[start of Source passage]

I’d always wanted to write a book but never seemed to stick on one idea long enough to get anywhere towards achieving this goal. However, a conversation in the summer of 2011 about the world ending, planted the seed of an idea in my head and from there it basically wrote itself.
How long did it take to write?
The book took me 6 months to write and I never found it that difficult as the story was flowing so quickly, it was more difficult to get the ideas out before they disappeared, than to write the book itself. I work 4 nights a week in a nursing home, so in a way I’m lucky that I get time both during certain days and certain nights too.
The book is based on so many of my own personal experiences and those of people I have been close to throughout my life and although this made it easier to write, it was uncomfortable at times dealing with emotions that I had locked away rather than worked through. I guess in the long run it will help though as the process of getting certain emotions and situations out in the open, means I can now move on from the emotional baggage they sometimes cause.
I think my friends and family were surprised at how much they liked it, but not entirely surprised at the touching nature of the contents. It’s always difficult to open your own heart and let others critique it, but that is the nature of the beast with any artistic endeavour.
How did you get published?
I had approached a literary agent and enquired with some publishers but rather half-heartedly, in researching the best way of getting published I spoke to other authors via Twitter and got advice from them. In the end it seemed some form of self-publishing would be my best bet and in the end I approached Indepenpress, who are an independent publisher in Brighton and after showing them my manuscript they seemed really positive about it. Once I’d met the team there, I knew this was the right publisher to use and I cannot fault their hard work and support they have given me ever since.
Was it hard to get published?
An awful lot of traditional publishing and the success you get with it appears to be down to luck these days, with so many famous people and reality television stars writing more and more books, it gets harder for the unknown to get noticed in the flood of books. I think self-publishing on E-book and decent imprint companies enable people to achieve their dreams of having a book published and that can only be a good thing. Personally, I enjoy the level of personalisation that non-traditional publishing gives you. I can look at my book and know that it’s exactly how I wanted it to be.
Where is your book is on sale?
It is also available online from Whsmith and Waterstones bookstores.
Any advice for other book writers?
The thing I would say to anyone who writes or wants to write, is to write a book that you would want to read. At the heart of any good book is one thing, an enjoyable story. There will always be critics and any writer will suffer more than their fair share of moments where they doubt themselves and think of packing it in, but don’t. Sometimes you just need to close the book and take some time away. Like anything in life, if you aren’t enjoying it then why force yourself to struggle through, take a break, relax and it’s amazing when the idea starts to flow again. Above all though, never give up because anything is possible.
Throughout the writing of this book I took inspiration for the idea of the final 20 songs you’d here before the world ends, by getting in touch with musicians and seeing if they would be prepared to send me their own personal lists. This achieved fairly good results and I ended up with lists from artists such as Nerina Pallot, The Wombats, Martin Rossiter and many more from the UK. I also got lists from a number of bands in the USA, including Kristen Hersh, Jesse Malin and The Dresden Dolls.

[end of Source passage]

**Written problem 1**
Reproduce word for word the part of the author interview starting with "I’d always wanted" and going on through "certain nights too.".
**Written problem 2**
Please recast the records starting with the line with "Definition of the keypoint: for every instance of the paved" and going on through the line with "(1208, 262)" as a two-column CSV with the columns request and answer. Give one row per request, with each value in a single quoted field and line breaks turned into spaces.

[start of Supplied records]

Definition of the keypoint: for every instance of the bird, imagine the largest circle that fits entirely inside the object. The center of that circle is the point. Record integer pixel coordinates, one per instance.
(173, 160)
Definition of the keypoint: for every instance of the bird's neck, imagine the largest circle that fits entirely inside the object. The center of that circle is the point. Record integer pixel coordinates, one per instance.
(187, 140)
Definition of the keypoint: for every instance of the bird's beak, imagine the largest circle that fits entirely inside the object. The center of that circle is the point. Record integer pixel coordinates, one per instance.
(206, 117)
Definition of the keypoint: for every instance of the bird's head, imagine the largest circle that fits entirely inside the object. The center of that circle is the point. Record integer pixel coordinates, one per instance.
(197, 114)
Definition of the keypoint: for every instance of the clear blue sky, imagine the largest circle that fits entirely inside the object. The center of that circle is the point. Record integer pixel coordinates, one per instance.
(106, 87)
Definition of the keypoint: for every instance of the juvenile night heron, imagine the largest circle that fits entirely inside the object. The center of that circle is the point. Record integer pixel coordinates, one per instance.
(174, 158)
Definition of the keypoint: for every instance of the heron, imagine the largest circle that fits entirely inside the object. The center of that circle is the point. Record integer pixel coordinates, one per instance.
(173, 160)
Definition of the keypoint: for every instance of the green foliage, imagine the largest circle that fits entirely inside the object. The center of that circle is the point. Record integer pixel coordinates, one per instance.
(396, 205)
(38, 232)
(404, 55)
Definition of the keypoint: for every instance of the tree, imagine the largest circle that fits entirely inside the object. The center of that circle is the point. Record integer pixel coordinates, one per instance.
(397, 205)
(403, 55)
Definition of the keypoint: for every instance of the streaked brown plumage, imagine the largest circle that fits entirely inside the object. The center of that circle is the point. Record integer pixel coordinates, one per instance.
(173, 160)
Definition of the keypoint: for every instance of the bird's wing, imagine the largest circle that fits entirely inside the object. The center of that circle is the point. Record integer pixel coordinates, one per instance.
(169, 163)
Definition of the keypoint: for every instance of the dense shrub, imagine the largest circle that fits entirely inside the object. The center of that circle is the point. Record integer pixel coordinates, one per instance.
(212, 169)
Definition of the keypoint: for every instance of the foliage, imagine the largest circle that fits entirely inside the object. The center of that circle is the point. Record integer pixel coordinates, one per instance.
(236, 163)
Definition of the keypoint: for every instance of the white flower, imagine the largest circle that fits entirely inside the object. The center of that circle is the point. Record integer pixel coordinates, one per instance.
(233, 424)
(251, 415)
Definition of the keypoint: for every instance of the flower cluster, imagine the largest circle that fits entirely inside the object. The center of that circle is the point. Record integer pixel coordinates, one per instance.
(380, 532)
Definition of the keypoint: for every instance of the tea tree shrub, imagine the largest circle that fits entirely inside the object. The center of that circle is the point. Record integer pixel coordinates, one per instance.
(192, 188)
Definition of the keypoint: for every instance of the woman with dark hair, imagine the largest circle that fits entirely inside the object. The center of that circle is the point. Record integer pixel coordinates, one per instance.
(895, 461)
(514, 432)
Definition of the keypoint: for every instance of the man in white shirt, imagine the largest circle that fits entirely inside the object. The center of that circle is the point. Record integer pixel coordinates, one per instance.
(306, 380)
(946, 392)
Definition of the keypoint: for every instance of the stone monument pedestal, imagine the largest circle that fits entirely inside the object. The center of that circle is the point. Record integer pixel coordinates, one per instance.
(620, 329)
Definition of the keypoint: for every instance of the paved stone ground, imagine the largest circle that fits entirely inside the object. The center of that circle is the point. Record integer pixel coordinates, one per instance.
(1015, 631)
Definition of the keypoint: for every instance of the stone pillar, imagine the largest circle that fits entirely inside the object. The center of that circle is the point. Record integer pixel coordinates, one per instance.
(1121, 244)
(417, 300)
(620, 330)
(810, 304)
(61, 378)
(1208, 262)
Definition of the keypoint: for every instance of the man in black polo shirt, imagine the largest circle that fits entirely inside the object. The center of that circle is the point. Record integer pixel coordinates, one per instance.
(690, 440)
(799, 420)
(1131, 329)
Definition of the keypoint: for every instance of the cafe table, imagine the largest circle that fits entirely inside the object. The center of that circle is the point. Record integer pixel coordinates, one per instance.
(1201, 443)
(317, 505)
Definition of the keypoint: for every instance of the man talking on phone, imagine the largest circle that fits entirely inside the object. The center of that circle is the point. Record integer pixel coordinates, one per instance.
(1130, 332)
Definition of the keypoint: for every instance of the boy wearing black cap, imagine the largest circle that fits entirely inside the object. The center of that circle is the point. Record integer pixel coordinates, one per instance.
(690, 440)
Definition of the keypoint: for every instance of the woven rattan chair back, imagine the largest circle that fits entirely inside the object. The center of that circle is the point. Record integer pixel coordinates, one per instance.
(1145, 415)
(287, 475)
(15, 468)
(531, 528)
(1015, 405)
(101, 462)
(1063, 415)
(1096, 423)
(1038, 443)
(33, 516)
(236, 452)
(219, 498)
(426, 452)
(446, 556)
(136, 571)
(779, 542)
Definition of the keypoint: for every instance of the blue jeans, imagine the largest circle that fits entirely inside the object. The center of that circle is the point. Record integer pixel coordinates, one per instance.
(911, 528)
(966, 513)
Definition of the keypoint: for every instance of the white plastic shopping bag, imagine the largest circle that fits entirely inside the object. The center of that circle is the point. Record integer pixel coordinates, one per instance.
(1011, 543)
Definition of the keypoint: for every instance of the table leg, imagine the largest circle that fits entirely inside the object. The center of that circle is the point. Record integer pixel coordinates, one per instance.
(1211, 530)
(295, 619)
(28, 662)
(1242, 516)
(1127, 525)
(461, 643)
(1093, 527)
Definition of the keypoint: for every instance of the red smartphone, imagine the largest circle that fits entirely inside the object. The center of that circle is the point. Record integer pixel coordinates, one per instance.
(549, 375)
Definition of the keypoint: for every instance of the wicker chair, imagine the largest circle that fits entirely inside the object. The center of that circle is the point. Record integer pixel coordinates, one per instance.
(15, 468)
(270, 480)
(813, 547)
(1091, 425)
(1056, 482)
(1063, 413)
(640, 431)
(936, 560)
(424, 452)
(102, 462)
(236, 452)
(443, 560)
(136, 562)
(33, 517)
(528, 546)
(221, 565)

[end of Supplied records]

**Expected answer 1**
I’d always wanted to write a book but never seemed to stick on one idea long enough to get anywhere towards achieving this goal. However, a conversation in the summer of 2011 about the world ending, planted the seed of an idea in my head and from there it basically wrote itself.
How long did it take to write?
The book took me 6 months to write and I never found it that difficult as the story was flowing so quickly, it was more difficult to get the ideas out before they disappeared, than to write the book itself. I work 4 nights a week in a nursing home, so in a way I’m lucky that I get time both during certain days and certain nights too.

**Expected answer 2**
request,answer
"Definition of the keypoint: for every instance of the paved stone ground, imagine the largest circle that fits entirely inside the object. The center of that circle is the point. Record integer pixel coordinates, one per instance.","(1015, 631)"
"Definition of the keypoint: for every instance of the stone pillar, imagine the largest circle that fits entirely inside the object. The center of that circle is the point. Record integer pixel coordinates, one per instance.","(1121, 244) (417, 300) (620, 330) (810, 304) (61, 378) (1208, 262)"